#### INSTRUCTIONS FOR THE TASK:
Your answer should be a faithful copy of the entire listing.

#### DATA EXTRACT:
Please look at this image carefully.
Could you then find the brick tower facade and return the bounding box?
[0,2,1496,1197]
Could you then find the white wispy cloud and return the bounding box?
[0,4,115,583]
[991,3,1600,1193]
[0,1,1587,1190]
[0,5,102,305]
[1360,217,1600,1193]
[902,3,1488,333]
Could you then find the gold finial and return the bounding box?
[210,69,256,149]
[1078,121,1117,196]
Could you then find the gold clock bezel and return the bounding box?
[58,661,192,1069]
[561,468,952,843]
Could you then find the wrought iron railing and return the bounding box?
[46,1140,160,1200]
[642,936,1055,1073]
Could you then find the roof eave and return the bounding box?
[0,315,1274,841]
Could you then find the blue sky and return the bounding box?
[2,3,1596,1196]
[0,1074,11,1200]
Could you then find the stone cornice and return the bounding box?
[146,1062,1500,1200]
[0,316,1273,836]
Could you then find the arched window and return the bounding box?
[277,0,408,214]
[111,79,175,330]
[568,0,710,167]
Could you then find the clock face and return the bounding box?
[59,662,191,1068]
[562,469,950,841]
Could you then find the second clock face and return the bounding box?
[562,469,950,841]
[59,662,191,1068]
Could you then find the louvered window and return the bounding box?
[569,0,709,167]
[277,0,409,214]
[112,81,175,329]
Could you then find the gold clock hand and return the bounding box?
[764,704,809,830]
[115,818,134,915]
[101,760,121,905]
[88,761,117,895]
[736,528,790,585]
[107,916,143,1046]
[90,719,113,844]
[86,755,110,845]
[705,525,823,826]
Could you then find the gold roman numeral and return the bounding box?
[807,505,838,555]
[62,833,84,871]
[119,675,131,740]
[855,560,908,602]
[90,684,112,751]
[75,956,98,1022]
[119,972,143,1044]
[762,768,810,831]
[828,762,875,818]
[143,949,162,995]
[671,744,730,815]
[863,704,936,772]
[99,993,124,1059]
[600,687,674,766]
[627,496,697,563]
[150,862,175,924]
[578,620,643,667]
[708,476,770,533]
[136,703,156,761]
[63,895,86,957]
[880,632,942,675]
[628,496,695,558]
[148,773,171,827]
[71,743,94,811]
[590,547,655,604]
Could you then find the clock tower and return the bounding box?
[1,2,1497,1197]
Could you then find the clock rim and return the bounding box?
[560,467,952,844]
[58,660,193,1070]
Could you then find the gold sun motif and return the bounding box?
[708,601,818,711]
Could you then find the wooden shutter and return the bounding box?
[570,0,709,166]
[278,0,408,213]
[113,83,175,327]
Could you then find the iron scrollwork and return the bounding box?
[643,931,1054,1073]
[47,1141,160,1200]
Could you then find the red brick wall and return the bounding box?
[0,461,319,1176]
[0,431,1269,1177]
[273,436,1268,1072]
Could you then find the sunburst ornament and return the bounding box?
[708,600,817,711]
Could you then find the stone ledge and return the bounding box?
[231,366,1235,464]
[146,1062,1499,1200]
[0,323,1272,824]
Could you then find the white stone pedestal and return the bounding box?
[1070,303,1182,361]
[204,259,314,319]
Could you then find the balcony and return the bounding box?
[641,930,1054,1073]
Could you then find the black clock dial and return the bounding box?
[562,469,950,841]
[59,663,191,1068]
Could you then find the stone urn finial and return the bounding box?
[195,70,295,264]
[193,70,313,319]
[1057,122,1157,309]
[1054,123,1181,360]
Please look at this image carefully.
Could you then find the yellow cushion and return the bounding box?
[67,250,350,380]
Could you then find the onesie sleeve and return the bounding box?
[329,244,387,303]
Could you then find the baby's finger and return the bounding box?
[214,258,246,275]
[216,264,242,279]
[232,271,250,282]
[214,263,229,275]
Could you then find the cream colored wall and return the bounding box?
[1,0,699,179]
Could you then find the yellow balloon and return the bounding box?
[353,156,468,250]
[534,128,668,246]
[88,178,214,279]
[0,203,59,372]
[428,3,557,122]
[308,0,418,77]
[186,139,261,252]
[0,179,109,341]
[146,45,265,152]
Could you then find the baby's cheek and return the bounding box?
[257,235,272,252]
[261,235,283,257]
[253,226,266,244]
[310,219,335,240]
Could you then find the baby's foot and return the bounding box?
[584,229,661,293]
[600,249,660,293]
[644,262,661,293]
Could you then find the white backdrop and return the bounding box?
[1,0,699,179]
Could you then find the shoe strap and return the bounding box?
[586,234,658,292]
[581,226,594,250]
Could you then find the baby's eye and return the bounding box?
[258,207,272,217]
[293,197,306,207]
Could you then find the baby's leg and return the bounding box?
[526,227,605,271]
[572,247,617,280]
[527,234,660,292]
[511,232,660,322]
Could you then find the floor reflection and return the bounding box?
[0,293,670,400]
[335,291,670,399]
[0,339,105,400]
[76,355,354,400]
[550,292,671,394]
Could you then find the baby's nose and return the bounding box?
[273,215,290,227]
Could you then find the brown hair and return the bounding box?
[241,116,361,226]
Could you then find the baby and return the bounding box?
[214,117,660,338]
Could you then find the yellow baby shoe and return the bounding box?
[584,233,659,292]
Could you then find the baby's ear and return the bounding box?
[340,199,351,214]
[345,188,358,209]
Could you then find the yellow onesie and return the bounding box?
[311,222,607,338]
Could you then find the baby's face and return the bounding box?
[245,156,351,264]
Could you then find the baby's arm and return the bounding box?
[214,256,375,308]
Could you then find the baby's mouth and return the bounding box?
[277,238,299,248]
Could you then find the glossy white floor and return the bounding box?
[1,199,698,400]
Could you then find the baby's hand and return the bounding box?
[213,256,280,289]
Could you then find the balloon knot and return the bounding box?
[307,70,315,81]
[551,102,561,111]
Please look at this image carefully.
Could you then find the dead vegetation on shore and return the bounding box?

#### OUTPUT OF THE EXERCISE:
Please look at this image carefully.
Could you then find the brick tower facade and return the bounding box?
[0,2,1496,1197]
Could you then find the white wispy cloud and return the bounding box?
[0,4,115,583]
[991,3,1600,1193]
[0,1,1587,1190]
[0,5,102,305]
[1360,217,1600,1193]
[902,3,1488,333]
Could you then find the gold finial and return the bounding box?
[210,69,256,149]
[1078,121,1117,196]
Could you then find the gold clock bezel and return the bounding box?
[58,661,192,1069]
[561,468,952,843]
Could you then find the wrought iron railing and return the bounding box?
[46,1140,160,1200]
[642,936,1055,1073]
Could you then find the roof eave and return the bounding box?
[0,315,1274,841]
Could you then find the blue sky and return the bounding box?
[2,3,1596,1196]
[0,1074,11,1200]
Could you then find the stone cornice and return the bounding box?
[146,1062,1500,1200]
[0,316,1273,836]
Could you then find the arched window and return the bounding box?
[277,0,408,214]
[111,79,175,330]
[568,0,710,167]
Could you then find the clock face and return the bounding box?
[59,662,191,1068]
[562,469,950,841]
Could you then find the second clock face and return the bounding box?
[562,469,950,841]
[59,662,191,1068]
Could you then find the louvered window and return the bounding box?
[569,0,709,167]
[277,0,409,214]
[112,81,175,329]
Could you then find the gold clock hand and return the bounding box?
[764,704,809,830]
[115,818,134,915]
[101,760,121,905]
[88,761,117,895]
[736,528,790,585]
[107,916,143,1046]
[90,719,113,844]
[86,755,110,845]
[705,525,823,826]
Could you then find the gold roman numeral and return the bounding box?
[807,505,838,555]
[62,833,84,871]
[119,675,131,740]
[855,560,908,602]
[90,684,112,751]
[75,956,98,1022]
[119,972,143,1044]
[762,768,810,831]
[828,762,875,818]
[143,949,162,995]
[671,744,730,815]
[863,704,936,772]
[99,993,124,1059]
[600,687,674,766]
[627,496,697,563]
[150,862,175,924]
[578,620,643,667]
[708,476,770,533]
[136,703,156,761]
[63,895,86,957]
[880,632,942,675]
[628,496,695,558]
[148,773,171,827]
[71,743,94,811]
[590,547,655,604]
Could you then find the clock tower and return the bounding box?
[1,2,1497,1197]
Could you then find the clock rim and return the bounding box?
[560,467,952,844]
[58,660,193,1070]
Could you then find the gold sun motif and return the bounding box?
[708,601,818,711]
Could you then find the wooden shutter and return the bounding box?
[570,0,709,166]
[278,0,408,213]
[113,83,175,327]
Could you then find the iron scrollwork and return the bounding box?
[643,931,1054,1073]
[47,1141,160,1200]
Could you then find the red brick wall and return the bounding box?
[0,461,319,1176]
[0,431,1269,1177]
[273,436,1268,1072]
Could you then find the sunburst ornament and return the bounding box?
[708,600,817,711]
Could you then find the stone ledge and return the bounding box?
[231,366,1235,464]
[146,1062,1499,1200]
[0,323,1272,824]
Could you then find the white stone pedestal and return the bounding box?
[1070,303,1182,361]
[204,259,314,319]
Could you then find the balcony and return the bounding box?
[641,930,1054,1073]
Could you then find the black clock dial and return the bounding box?
[562,469,950,841]
[59,663,191,1068]
Could you then find the stone urn finial and return the bounding box?
[195,70,295,264]
[193,70,313,319]
[1057,122,1157,309]
[1054,123,1181,360]
Please look at this image carefully.
Could you then find the yellow cushion and return the bounding box?
[67,250,350,380]
Could you then find the onesie sleeve and return the bounding box?
[329,244,387,303]
Could you then find the baby's finger and return the bounding box?
[214,258,246,275]
[216,264,242,279]
[232,271,250,282]
[214,263,229,275]
Could you then find the cream colored wall and return the bounding box?
[1,0,699,179]
Could you then find the yellow balloon and return the bounding box?
[353,156,468,250]
[534,128,668,246]
[88,178,214,279]
[0,203,59,372]
[428,3,557,122]
[308,0,418,77]
[186,139,261,252]
[0,179,109,341]
[146,45,265,152]
Could you then find the baby's cheek and return the bounding box?
[257,235,272,252]
[261,235,283,257]
[253,226,266,244]
[310,219,335,240]
Could you then find the baby's foot and return the bounding box?
[584,229,661,293]
[600,249,660,293]
[644,262,661,293]
Could you then find the white backdrop and return the bounding box?
[1,0,699,179]
Could you then find the shoe strap and return the bounding box?
[586,234,658,292]
[581,226,594,250]
Could you then find the baby's eye and return the bounding box?
[258,207,272,217]
[293,197,306,207]
Could you then find the baby's leg and return the bounding box?
[526,227,605,271]
[572,247,617,280]
[527,234,660,292]
[511,232,660,322]
Could you then find the floor reflection and return the bounding box?
[0,293,670,400]
[335,291,670,399]
[0,339,105,400]
[76,355,354,400]
[550,292,671,394]
Could you then find the baby's nose and return the bounding box?
[273,215,290,227]
Could you then find the brown hair and return the bounding box?
[241,116,361,226]
Could you then find the baby and return the bounding box?
[214,117,660,338]
Could you then find the yellow baby shoe and return the bounding box?
[584,233,659,292]
Could you then find the baby's ear and return the bounding box?
[340,199,351,214]
[345,188,358,209]
Could you then find the yellow onesie and return the bounding box?
[311,222,607,338]
Could you then find the baby's face and return the bounding box?
[245,156,351,264]
Could you then find the baby's arm and return the bounding box?
[214,256,375,308]
Could you then find the baby's mouth and return the bounding box?
[277,238,299,248]
Could you then find the glossy white floor and return the bounding box?
[1,199,698,400]
Could you then find the baby's hand and return the bounding box?
[213,256,280,289]
Could you then find the balloon knot and return the bounding box?
[307,70,315,81]
[551,102,561,111]
Please look at this image carefully.
Could you then find the dead vegetation on shore and return the bounding box?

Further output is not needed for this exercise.